[Opening AVAILABLE RECORDS section]

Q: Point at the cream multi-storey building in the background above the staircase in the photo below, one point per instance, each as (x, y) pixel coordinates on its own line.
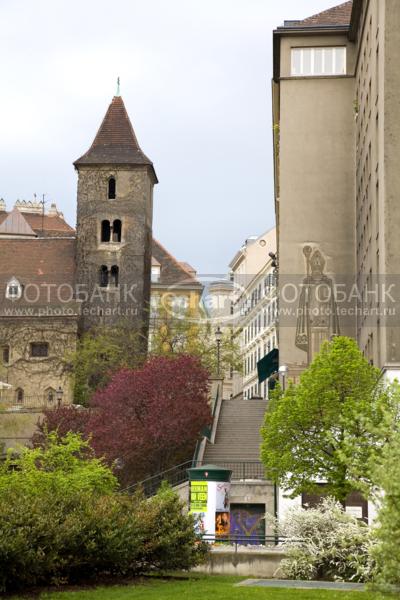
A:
(254, 309)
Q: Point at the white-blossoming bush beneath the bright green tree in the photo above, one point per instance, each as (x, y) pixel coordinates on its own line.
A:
(326, 543)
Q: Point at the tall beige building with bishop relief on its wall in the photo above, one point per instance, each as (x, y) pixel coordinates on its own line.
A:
(336, 120)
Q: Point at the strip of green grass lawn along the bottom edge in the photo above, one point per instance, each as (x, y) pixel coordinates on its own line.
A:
(203, 588)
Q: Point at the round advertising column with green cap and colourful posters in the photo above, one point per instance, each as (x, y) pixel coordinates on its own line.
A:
(209, 500)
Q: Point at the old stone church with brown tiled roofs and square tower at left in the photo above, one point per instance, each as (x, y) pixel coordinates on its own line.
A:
(56, 282)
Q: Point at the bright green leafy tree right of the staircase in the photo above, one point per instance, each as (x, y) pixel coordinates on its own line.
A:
(329, 426)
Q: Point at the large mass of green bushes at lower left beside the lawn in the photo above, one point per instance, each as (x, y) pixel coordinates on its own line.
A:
(62, 521)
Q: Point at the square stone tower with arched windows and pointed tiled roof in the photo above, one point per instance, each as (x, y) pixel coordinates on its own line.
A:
(114, 225)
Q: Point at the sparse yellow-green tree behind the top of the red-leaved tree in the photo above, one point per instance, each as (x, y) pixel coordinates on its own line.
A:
(194, 334)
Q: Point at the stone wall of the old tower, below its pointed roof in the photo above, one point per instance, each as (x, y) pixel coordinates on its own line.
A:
(128, 301)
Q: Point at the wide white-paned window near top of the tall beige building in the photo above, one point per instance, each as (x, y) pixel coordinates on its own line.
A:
(308, 62)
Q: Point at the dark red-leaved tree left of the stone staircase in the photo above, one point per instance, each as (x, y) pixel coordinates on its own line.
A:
(146, 420)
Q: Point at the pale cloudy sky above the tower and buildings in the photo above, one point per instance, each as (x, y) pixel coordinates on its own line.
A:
(196, 81)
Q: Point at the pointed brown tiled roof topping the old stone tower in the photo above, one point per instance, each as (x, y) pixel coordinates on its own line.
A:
(115, 142)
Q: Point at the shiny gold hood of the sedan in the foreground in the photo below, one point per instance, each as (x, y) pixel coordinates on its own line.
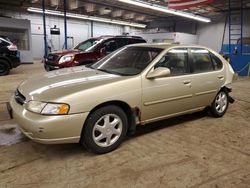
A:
(56, 84)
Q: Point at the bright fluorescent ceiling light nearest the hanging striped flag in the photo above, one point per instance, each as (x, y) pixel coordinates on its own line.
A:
(166, 10)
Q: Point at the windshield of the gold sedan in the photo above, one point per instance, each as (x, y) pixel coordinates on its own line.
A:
(127, 61)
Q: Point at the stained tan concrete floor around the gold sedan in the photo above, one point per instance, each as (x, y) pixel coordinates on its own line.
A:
(189, 151)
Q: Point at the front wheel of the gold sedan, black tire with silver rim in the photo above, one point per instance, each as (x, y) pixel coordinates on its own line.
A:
(104, 129)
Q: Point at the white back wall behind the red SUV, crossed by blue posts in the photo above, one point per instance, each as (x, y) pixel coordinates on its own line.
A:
(80, 30)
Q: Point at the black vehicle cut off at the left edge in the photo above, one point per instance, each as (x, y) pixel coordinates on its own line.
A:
(9, 55)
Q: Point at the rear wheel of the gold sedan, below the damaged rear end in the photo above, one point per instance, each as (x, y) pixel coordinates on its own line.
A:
(220, 104)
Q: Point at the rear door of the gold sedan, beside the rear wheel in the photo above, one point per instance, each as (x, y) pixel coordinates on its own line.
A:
(207, 76)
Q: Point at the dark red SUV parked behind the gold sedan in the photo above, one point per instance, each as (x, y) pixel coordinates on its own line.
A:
(88, 52)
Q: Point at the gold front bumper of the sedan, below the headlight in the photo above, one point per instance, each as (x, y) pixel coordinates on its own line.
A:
(48, 129)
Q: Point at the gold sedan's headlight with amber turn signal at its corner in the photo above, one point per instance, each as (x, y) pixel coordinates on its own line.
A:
(47, 108)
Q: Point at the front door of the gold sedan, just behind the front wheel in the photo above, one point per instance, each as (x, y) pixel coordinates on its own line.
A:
(162, 97)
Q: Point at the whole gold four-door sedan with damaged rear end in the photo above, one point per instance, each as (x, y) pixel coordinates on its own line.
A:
(137, 84)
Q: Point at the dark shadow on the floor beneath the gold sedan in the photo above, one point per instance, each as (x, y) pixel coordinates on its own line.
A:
(66, 150)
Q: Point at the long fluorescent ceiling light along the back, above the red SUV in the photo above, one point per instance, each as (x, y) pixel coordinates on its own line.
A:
(85, 17)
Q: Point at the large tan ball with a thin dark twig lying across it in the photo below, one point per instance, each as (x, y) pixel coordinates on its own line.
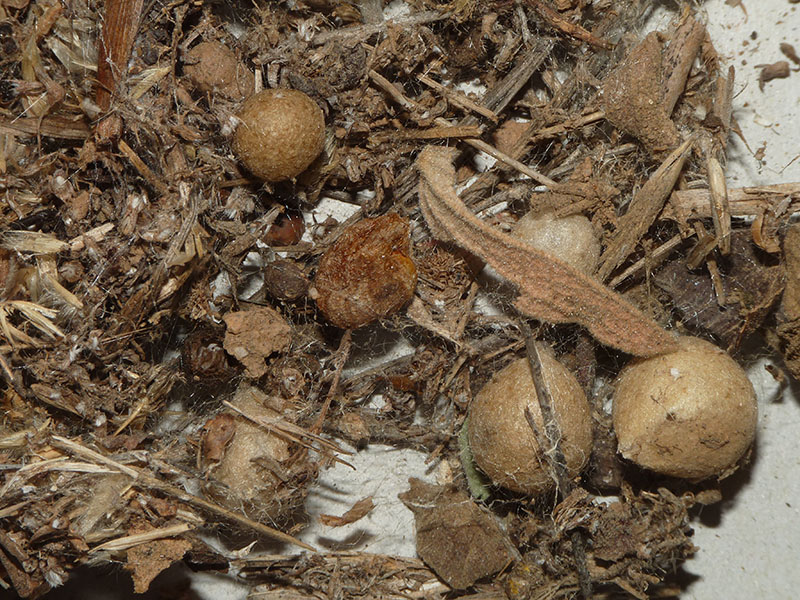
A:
(502, 442)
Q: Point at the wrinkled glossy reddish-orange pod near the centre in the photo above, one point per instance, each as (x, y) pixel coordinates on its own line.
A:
(367, 273)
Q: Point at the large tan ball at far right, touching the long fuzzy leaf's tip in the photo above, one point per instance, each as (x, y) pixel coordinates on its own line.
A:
(690, 414)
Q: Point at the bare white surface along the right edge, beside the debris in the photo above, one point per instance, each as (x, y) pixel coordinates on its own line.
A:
(750, 545)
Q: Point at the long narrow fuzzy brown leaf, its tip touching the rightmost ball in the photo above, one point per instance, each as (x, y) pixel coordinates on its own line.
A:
(549, 289)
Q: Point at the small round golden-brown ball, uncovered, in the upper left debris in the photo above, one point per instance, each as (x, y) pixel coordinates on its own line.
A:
(280, 133)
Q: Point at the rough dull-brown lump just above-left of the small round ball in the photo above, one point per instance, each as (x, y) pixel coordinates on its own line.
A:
(212, 66)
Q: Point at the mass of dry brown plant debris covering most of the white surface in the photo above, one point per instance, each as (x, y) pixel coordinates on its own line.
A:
(176, 350)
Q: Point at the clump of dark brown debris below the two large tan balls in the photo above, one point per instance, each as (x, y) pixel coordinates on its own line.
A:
(621, 554)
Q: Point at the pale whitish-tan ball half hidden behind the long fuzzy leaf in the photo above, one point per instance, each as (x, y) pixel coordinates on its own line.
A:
(571, 239)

[Closing AVAILABLE RECORDS section]

◆ **EXERCISE REQUIREMENTS**:
Each entry should be output word for word, with no pictures carried over.

◆ **SOLUTION FOR THIS TASK**:
Q: Point at the cream multi-storey building in the background above the staircase in the photo below, one point per instance, each as (x, y) pixel coordinates on its own line.
A:
(254, 309)
Q: Point at the white-blossoming bush beneath the bright green tree in the photo above, one point per instance, each as (x, y) pixel coordinates on its own line.
A:
(326, 543)
Q: Point at the tall beige building with bishop relief on its wall in the photo above, one point per instance, each as (x, y) pixel coordinates on its own line.
A:
(336, 120)
Q: Point at the strip of green grass lawn along the bottom edge in the photo above, one point per instance, each as (x, y) pixel coordinates on its own line.
A:
(203, 588)
Q: Point at the round advertising column with green cap and colourful posters in the photo above, one point per instance, each as (x, y) pixel coordinates on its own line.
A:
(209, 500)
Q: Point at the old stone church with brown tiled roofs and square tower at left in the photo above, one point per instance, each as (x, y) pixel coordinates on its own line.
A:
(56, 282)
Q: Point at the bright green leafy tree right of the staircase in the photo above, one point per instance, each as (x, y) pixel coordinates on its own line.
A:
(329, 426)
Q: Point at the large mass of green bushes at lower left beside the lawn in the photo above, one point per instance, each as (x, y) pixel coordinates on its own line.
A:
(62, 521)
Q: Point at the square stone tower with arched windows and pointed tiled roof in the photo above, one point per instance, each as (x, y) pixel coordinates on its own line.
A:
(114, 225)
Q: Point at the sparse yellow-green tree behind the top of the red-leaved tree in the photo above, one point per instance, each as (x, y) pixel coordinates on its own line.
A:
(194, 334)
Q: Point at the stone wall of the old tower, below its pointed roof in the photo above, one point per instance, each as (x, y) pixel coordinates on its own line.
A:
(128, 301)
Q: Point at the wide white-paned window near top of the tall beige building in the photo above, one point per instance, each as (x, y) pixel coordinates on its own line.
A:
(308, 62)
Q: Point at the dark red-leaved tree left of the stone staircase in the photo above, one point per instance, each as (x, y) pixel coordinates on its own line.
A:
(146, 420)
Q: Point at the pale cloudy sky above the tower and buildings in the photo above, one point per instance, each as (x, y) pixel coordinates on its own line.
A:
(196, 81)
Q: Point at the pointed brown tiled roof topping the old stone tower in the photo above, one point per instance, each as (x, y) pixel coordinates on its own line.
A:
(115, 142)
Q: Point at the shiny gold hood of the sedan in the foreground in the photo below, one point per instance, each as (x, y) pixel coordinates on its own line.
A:
(56, 84)
Q: Point at the bright fluorescent ceiling light nearest the hanging striped flag in the photo above, one point per instance, each as (x, y) pixel coordinates on its own line.
A:
(166, 10)
Q: Point at the windshield of the gold sedan in the photo above, one point per instance, each as (x, y) pixel coordinates on its own line.
A:
(127, 61)
Q: Point at the stained tan concrete floor around the gold sedan in the photo above, one point per instance, each as (x, y) pixel coordinates on its own line.
A:
(189, 151)
Q: Point at the front wheel of the gold sedan, black tire with silver rim in the photo above, one point per instance, each as (x, y) pixel coordinates on its own line.
A:
(104, 129)
Q: Point at the white back wall behind the red SUV, crossed by blue posts in the photo above, one point per instance, each as (x, y) pixel coordinates on its own line.
A:
(80, 30)
Q: Point at the black vehicle cut off at the left edge in the photo above, one point per instance, each as (x, y) pixel coordinates on its own line.
A:
(9, 55)
Q: Point at the rear wheel of the gold sedan, below the damaged rear end in the photo above, one point per instance, each as (x, y) pixel coordinates on its own line.
A:
(220, 104)
Q: Point at the rear door of the gold sedan, beside the rear wheel in the photo above, one point per instance, each as (x, y) pixel coordinates on its own line.
A:
(207, 76)
Q: Point at the dark red SUV parked behind the gold sedan in the photo above, one point per instance, each as (x, y) pixel coordinates on its own line.
A:
(88, 52)
Q: Point at the gold front bumper of the sedan, below the headlight in the photo above, one point per instance, each as (x, y) pixel coordinates on its own line.
A:
(48, 129)
Q: Point at the gold sedan's headlight with amber turn signal at its corner in the photo above, one point per instance, each as (x, y) pixel coordinates on its own line.
A:
(47, 108)
Q: Point at the front door of the gold sedan, just behind the front wheel in the photo above, one point per instance, each as (x, y) pixel coordinates on its own line.
A:
(162, 97)
Q: Point at the whole gold four-door sedan with damaged rear end in the photo above, one point per instance, each as (x, y) pixel coordinates on its own line.
A:
(137, 84)
Q: Point at the dark shadow on the floor beneath the gold sedan in the photo above, one point per instance, each as (x, y) pixel coordinates on its own line.
A:
(66, 150)
Q: Point at the long fluorescent ceiling light along the back, above the red SUV in the photo above, one point per instance, each as (x, y) pixel coordinates on its own line.
A:
(85, 17)
Q: Point at the large tan ball with a thin dark twig lying across it in the photo below, one point per instance, each as (x, y) pixel coordinates on its own line.
A:
(502, 442)
Q: Point at the wrinkled glossy reddish-orange pod near the centre in the photo above, one point per instance, each as (x, y) pixel coordinates on its own line.
A:
(367, 273)
Q: Point at the large tan ball at far right, touching the long fuzzy leaf's tip in the photo above, one point per instance, each as (x, y) pixel coordinates on its own line.
A:
(690, 414)
Q: Point at the bare white surface along the right edge, beside the debris in the photo above, one point per instance, each as (x, y) pixel coordinates on its own line.
A:
(750, 545)
Q: Point at the long narrow fuzzy brown leaf, its tip touching the rightmost ball in the photo above, one point per instance, each as (x, y) pixel coordinates on its own line.
A:
(549, 289)
Q: Point at the small round golden-brown ball, uncovered, in the upper left debris in the photo above, one point per instance, each as (x, y) pixel coordinates on its own line.
A:
(280, 133)
Q: Point at the rough dull-brown lump just above-left of the small round ball in the photo above, one point per instance, each as (x, y) pixel coordinates on its own line.
A:
(212, 66)
Q: Point at the mass of dry brown plant debris covering most of the white surface in the photo above, one point per instance, each as (x, y) pixel coordinates on its own line.
A:
(176, 350)
Q: Point at the clump of dark brown debris below the two large tan balls in the photo above, one point per instance, each as (x, y) pixel coordinates on its own line.
A:
(621, 554)
Q: Point at the pale whitish-tan ball half hidden behind the long fuzzy leaf in the photo above, one point per instance, each as (x, y) pixel coordinates on its own line.
A:
(571, 239)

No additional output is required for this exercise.